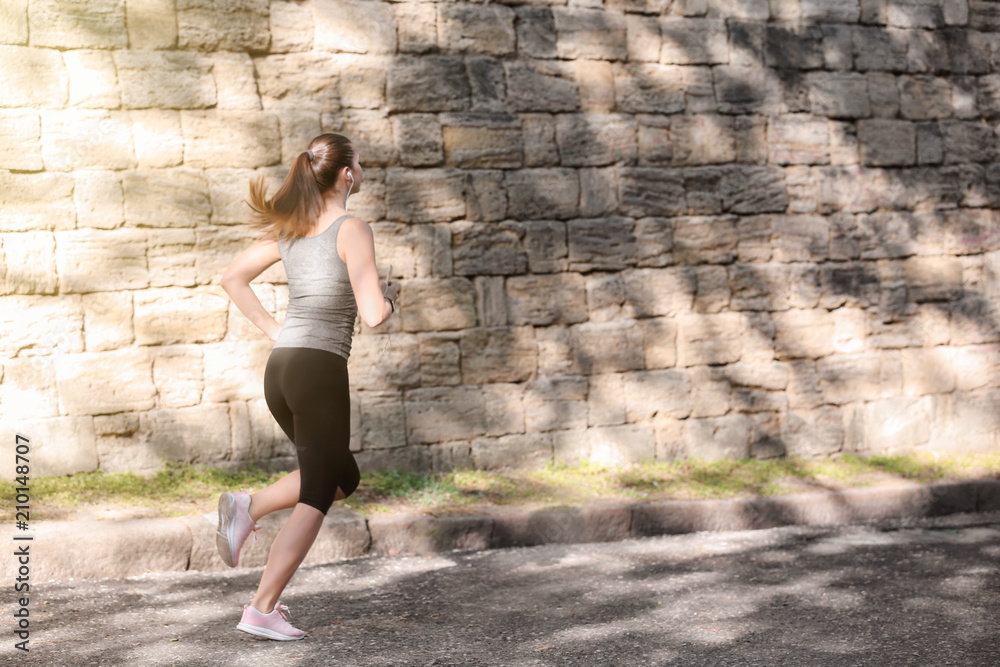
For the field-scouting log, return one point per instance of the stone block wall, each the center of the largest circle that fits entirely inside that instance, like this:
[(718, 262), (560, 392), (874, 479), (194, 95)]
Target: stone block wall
[(624, 229)]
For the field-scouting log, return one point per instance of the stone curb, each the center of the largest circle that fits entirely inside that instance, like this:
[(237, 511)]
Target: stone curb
[(123, 548)]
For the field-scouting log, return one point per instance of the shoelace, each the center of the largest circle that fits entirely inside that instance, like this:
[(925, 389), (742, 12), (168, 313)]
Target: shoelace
[(256, 527)]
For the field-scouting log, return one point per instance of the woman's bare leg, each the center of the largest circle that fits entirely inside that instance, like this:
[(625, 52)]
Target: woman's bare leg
[(289, 548), (281, 495)]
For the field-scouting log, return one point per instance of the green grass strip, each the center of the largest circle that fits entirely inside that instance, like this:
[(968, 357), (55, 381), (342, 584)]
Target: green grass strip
[(180, 489)]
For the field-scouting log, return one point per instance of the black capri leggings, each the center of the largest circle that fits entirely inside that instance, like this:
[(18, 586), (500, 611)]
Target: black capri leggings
[(307, 392)]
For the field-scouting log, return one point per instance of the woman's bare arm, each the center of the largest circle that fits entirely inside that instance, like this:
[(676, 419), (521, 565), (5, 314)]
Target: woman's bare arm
[(356, 245), (236, 281)]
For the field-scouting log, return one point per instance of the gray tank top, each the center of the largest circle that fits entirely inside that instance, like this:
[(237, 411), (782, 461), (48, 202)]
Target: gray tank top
[(321, 306)]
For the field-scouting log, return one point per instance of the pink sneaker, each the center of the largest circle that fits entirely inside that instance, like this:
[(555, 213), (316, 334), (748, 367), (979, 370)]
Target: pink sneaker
[(235, 525), (272, 626)]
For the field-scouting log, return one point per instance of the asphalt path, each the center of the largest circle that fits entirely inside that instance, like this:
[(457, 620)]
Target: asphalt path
[(917, 592)]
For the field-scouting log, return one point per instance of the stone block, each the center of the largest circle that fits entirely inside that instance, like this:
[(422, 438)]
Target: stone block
[(439, 359), (642, 38), (933, 279), (925, 97), (80, 139), (645, 191), (197, 434), (791, 46), (663, 392), (701, 140), (846, 378), (605, 401), (426, 535), (803, 333), (372, 136), (589, 34), (709, 339), (30, 266), (440, 414), (299, 81), (120, 253), (157, 137), (529, 451), (93, 81), (504, 408), (543, 193), (223, 25), (428, 83), (236, 81), (746, 90), (487, 248), (383, 424), (658, 292), (107, 320), (33, 77), (85, 388), (693, 41), (427, 195), (20, 145), (928, 371), (355, 26), (78, 24), (20, 195), (478, 28), (99, 199), (488, 84), (416, 27), (887, 142), (165, 80), (838, 95), (541, 300), (655, 145), (556, 403), (538, 132), (799, 139), (607, 347), (166, 198), (699, 240), (966, 141), (542, 85), (152, 24), (546, 246), (498, 354), (813, 433), (491, 303), (877, 48), (482, 141), (29, 389), (438, 304), (230, 139), (14, 22), (165, 316), (40, 324), (603, 243), (179, 375), (536, 32), (381, 363), (419, 140), (486, 195), (716, 438)]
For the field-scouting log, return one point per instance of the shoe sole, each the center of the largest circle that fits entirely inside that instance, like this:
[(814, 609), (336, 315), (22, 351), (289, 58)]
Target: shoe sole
[(267, 634), (227, 508)]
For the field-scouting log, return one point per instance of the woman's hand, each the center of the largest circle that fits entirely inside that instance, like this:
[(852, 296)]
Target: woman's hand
[(236, 281)]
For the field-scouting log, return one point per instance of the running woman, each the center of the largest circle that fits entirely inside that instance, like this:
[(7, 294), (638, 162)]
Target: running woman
[(329, 257)]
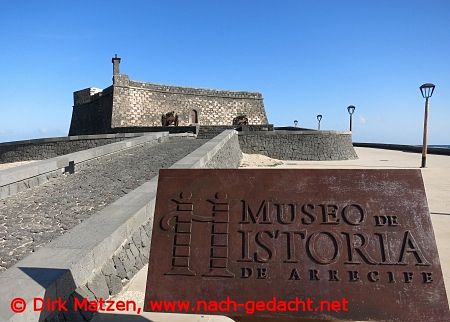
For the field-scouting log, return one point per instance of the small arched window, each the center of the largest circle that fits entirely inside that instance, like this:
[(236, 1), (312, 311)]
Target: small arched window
[(193, 117)]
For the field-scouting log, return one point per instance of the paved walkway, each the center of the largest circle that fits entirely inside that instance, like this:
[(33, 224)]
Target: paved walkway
[(34, 217), (437, 185)]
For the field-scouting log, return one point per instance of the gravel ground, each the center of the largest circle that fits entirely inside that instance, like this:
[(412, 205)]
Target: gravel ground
[(34, 217)]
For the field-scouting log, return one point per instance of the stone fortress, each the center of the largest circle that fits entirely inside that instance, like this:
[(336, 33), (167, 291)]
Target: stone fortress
[(129, 106), (77, 223), (129, 103)]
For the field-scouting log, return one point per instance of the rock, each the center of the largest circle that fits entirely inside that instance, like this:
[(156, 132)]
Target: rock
[(99, 287)]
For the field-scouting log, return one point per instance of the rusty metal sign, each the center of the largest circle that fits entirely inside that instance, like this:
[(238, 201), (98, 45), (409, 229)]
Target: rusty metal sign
[(272, 243)]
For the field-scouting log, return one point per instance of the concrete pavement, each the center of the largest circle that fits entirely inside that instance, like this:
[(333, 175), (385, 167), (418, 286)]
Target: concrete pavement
[(437, 185)]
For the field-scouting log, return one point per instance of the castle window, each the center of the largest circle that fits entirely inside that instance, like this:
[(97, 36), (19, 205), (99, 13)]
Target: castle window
[(193, 117)]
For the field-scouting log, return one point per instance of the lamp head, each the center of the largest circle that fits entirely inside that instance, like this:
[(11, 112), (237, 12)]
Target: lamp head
[(351, 109), (427, 90)]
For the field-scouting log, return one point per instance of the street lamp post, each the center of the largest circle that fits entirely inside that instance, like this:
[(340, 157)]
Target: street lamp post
[(351, 110), (426, 90), (319, 118)]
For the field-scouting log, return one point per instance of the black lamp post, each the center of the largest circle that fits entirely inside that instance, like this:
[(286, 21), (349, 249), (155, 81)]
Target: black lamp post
[(351, 110), (426, 90), (319, 118)]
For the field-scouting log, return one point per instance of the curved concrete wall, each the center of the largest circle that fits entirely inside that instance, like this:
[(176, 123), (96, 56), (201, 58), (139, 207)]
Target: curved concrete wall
[(299, 145)]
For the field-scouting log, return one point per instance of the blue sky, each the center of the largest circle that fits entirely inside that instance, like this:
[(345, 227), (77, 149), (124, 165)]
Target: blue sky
[(305, 57)]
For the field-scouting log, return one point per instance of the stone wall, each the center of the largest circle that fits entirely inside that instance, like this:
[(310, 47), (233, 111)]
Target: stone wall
[(142, 104), (92, 111), (41, 149), (299, 145)]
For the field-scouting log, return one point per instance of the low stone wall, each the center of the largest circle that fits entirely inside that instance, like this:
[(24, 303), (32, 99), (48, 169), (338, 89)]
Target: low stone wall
[(98, 257), (170, 129), (299, 145), (47, 148)]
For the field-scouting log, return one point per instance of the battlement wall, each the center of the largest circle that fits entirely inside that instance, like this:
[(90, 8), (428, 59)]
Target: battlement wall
[(142, 104)]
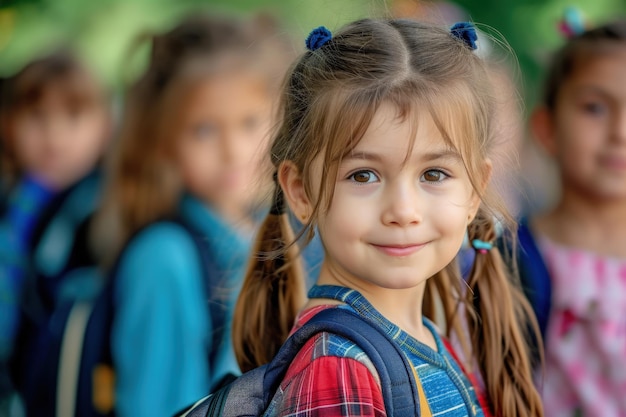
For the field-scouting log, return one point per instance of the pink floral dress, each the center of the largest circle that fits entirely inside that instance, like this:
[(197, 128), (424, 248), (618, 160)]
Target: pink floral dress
[(585, 372)]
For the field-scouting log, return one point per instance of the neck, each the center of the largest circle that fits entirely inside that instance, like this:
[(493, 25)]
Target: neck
[(597, 225)]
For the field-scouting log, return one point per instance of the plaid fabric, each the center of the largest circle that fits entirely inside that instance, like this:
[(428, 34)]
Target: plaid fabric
[(333, 377)]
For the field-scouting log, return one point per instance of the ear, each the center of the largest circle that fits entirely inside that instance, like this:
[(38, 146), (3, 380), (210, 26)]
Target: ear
[(475, 199), (542, 127), (291, 181)]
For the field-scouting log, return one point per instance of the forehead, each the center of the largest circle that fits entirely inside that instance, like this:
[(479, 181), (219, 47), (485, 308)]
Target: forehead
—————
* EXERCISE DETAILS *
Turn all the rows above into a numbered list with one line per entry. Leave out blank lines and the pictures.

* FULL ANSWER *
1. For the field-scouting log, return one point per instance of the stone block wall, each the center of the largest circle that fits entirely inside that instance, like this:
2. [(718, 262), (560, 392), (874, 479), (194, 95)]
3. Target: stone block wall
4. [(624, 229)]
5. For the field-scouting log, return one point per instance of the stone curb, each the center of the largest circle that fits entirely inside that instance, like this:
6. [(237, 511)]
7. Target: stone curb
8. [(123, 548)]
9. For the field-scouting log, return one point per instance of the shoelace, each the center of the largest circle that fits entirely inside that instance, like this:
10. [(925, 389), (742, 12), (168, 313)]
11. Target: shoelace
12. [(256, 527)]
13. For the field-scouting log, return one point per instance of the woman's bare leg, each the center of the largest circle that fits entirely inside that instance, like this:
14. [(625, 52)]
15. Target: woman's bare leg
16. [(289, 548), (281, 495)]
17. For the field-scouting log, return one point per instance of the green grass strip, each the center of the largest circle that fits entirely inside that instance, like this:
18. [(968, 357), (55, 381), (342, 584)]
19. Target: green grass strip
20. [(180, 489)]
21. For the field-scouting log, return one point per instance of the black capri leggings, each the center of the largest circle that fits entirely inside that instance, like this:
22. [(18, 586), (500, 611)]
23. Target: black capri leggings
24. [(307, 392)]
25. For the field-scouting log, return one point per instance of the woman's bare arm, each the center of the largest circle that fits entirely inside that instance, like this:
26. [(676, 419), (521, 565), (5, 314)]
27. Target: woman's bare arm
28. [(356, 245), (236, 281)]
29. For the field-scouting log, return one point per instance of the gray tank top, each the center of the largest circle that fits entirely inside that instance, like this:
30. [(237, 411), (782, 461), (48, 202)]
31. Target: gray tank top
32. [(321, 306)]
33. For the field-scouting log, return one point per instance of the pink sneaker, each the center of the largest circle that fits entirely inside that instance, like this:
34. [(555, 213), (316, 334), (748, 367), (979, 370)]
35. Target: pink sneaker
36. [(235, 525), (272, 626)]
37. For the field-scouting log, return one point per instance of the asphalt path, each the center of the largest circle that fits entirely inside that instance, like this:
38. [(457, 620)]
39. Target: asphalt path
40. [(917, 592)]
41. For the field-scouting log, return one point per instance of the stone block, each the center of the largest circle that fits entirely inside that instance, like this:
42. [(422, 438)]
43. Target: stone block
44. [(439, 359), (642, 38), (933, 279), (925, 97), (80, 139), (645, 191), (197, 434), (791, 46), (663, 392), (701, 140), (846, 378), (605, 401), (426, 535), (803, 333), (372, 136), (589, 34), (709, 339), (30, 266), (440, 414), (299, 81), (120, 253), (157, 137), (529, 451), (93, 81), (504, 408), (543, 193), (223, 25), (428, 83), (236, 81), (746, 90), (487, 248), (383, 424), (658, 292), (107, 320), (33, 77), (85, 388), (693, 41), (427, 195), (20, 145), (928, 371), (355, 26), (78, 24), (20, 195), (478, 28), (99, 199), (488, 84), (416, 27), (887, 142), (165, 80), (838, 95), (541, 300), (655, 145), (556, 403), (538, 132), (799, 139), (607, 347), (166, 198), (699, 240), (966, 141), (542, 85), (152, 24), (546, 246), (498, 354), (813, 433), (491, 303), (877, 48), (482, 141), (29, 389), (438, 304), (230, 139), (14, 22), (165, 316), (40, 324), (603, 243), (179, 375), (536, 32), (381, 363), (419, 140), (486, 195), (716, 438)]
45. For the field-scouting log, return one point per instance of the shoe sole, each the center of the largest circle that fits entirely inside that instance, like this:
46. [(814, 609), (336, 315), (22, 351), (289, 58)]
47. Target: shoe sole
48. [(267, 634), (227, 508)]
49. For the field-scouting log, return one point per instance of the woman's hand, each the center of the largest circle that fits entirely inside that instance, like this:
50. [(852, 296)]
51. Target: woman's hand
52. [(236, 281)]
53. For the field-scouting log, return one point per instance of the running woman, each the center of the largest circle that fits entirely inside that instance, like this:
54. [(7, 294), (638, 162)]
55. Target: running woman
56. [(329, 257)]
57. For the field-scouting log, return one point per instance of the small arched window, each the center of the largest circle that fits entirely inside that instance, like this:
58. [(236, 1), (312, 311)]
59. Target: small arched window
60. [(193, 117)]
61. For the field-scouting log, return one point per instance of the paved walkway, each the center of the largest circle that fits entirely inside that instance, like this:
62. [(33, 224)]
63. Target: paved walkway
64. [(34, 217), (437, 185)]
65. For the field-scouting log, return one point per instance of the gravel ground, each the center of the largest circle that fits entirely inside that instance, like this:
66. [(412, 205)]
67. Target: gravel ground
68. [(34, 217)]
69. For the field-scouting log, return one point per instance of the stone fortress, each the center of the largest circle that fits entirely inside that instance, like this:
70. [(336, 33), (167, 291)]
71. Target: stone fortress
72. [(129, 106), (77, 223), (129, 103)]
73. For the field-scouting log, return one point per instance of the rock, each the center of the largest circle that fits entirely inside that instance, like this:
74. [(156, 132)]
75. Target: rock
76. [(99, 287)]
77. For the field-scouting log, return one point per instance of the rusty metal sign, each the center of the largest circle that fits entirely inside that instance, like this:
78. [(238, 201), (98, 45), (409, 229)]
79. Target: rusty metal sign
80. [(272, 243)]
81. For the field-scouting log, return one point per instance of the concrete pavement, each the center of the largest circle that fits entirely inside that instance, like this:
82. [(333, 175), (385, 167), (418, 286)]
83. Target: concrete pavement
84. [(437, 185)]
85. For the field-scouting log, return one point per instance of the castle window, each the center of the largest circle that fits entirely inside that instance, like this:
86. [(97, 36), (19, 205), (99, 13)]
87. Target: castle window
88. [(193, 117)]
89. For the field-scouting log, return one point per instance of the lamp head, each the center of the largest circle that fits entirely inside that instance, like this:
90. [(11, 112), (237, 12)]
91. Target: lamp head
92. [(351, 109), (427, 90)]
93. For the field-scouting log, return one point per instance of the street lamp post, each the center of the largest circle that fits entirely inside that instance, like this:
94. [(340, 157)]
95. Target: street lamp post
96. [(351, 110), (426, 90), (319, 118)]
97. For the field-scouting log, return one point per instance of the black lamp post, each the center of the largest circle that fits entirely inside that instance, like this:
98. [(286, 21), (349, 249), (155, 81)]
99. Target: black lamp post
100. [(351, 110), (426, 90), (319, 118)]
101. For the field-scouting log, return one point per instance of the curved concrete wall, each the center of the largest circle that fits entirely inside that instance, like this:
102. [(176, 123), (96, 56), (201, 58), (139, 207)]
103. Target: curved concrete wall
104. [(299, 145)]
105. For the field-scouting log, return one point per instance of the blue sky, each the center of the largest circle that fits entirely inside that instance, like this:
106. [(345, 227), (77, 149), (124, 165)]
107. Target: blue sky
108. [(305, 57)]
109. For the field-scouting log, return one point per instance of the stone wall, each the center of the largest circle that fits entirely inside that instance, like this:
110. [(310, 47), (233, 111)]
111. Target: stone wall
112. [(142, 104), (92, 111), (41, 149), (299, 145)]
113. For the field-scouting log, return one point per instance of the low stone wall, each the center of the largest circle that fits entirely inside that instance, like this:
114. [(24, 303), (32, 99), (48, 169), (338, 89)]
115. Target: low stone wall
116. [(98, 257), (170, 129), (299, 145), (47, 148)]
117. For the field-scouting log, return one point per instance of the battlement wall, each the center of the largest circle that fits entirely inside that instance, like this:
118. [(90, 8), (428, 59)]
119. Target: battlement wall
120. [(142, 104)]
121. For the field-scouting log, return one point per instance of the pink floral dress, each the center of the largest circle that fits entirely inside that instance, like this:
122. [(197, 128), (424, 248), (618, 160)]
123. Target: pink floral dress
124. [(585, 372)]
125. For the field-scouting log, return one point per instance of the neck, each the center of the largest circle that fits entirely inside that instance, like this:
126. [(493, 25)]
127. Target: neck
128. [(597, 225)]
129. For the field-scouting log, return one point per instance of the plaid fabric, each the center of the largest circle that fits entirely inside that instance, like this:
130. [(428, 34)]
131. Target: plaid fabric
132. [(333, 377)]
133. For the field-scouting log, return one point per instance of the ear, each the center of the largest circle that fits entirely inside that instance, like this:
134. [(38, 146), (3, 380), (210, 26)]
135. Target: ear
136. [(475, 199), (542, 127), (291, 181)]
137. For the field-scouting log, return one point per instance of the forehead, each the center of the largest circle that fits entirely inside that instance, like this:
138. [(479, 181), (219, 47), (485, 308)]
139. Target: forehead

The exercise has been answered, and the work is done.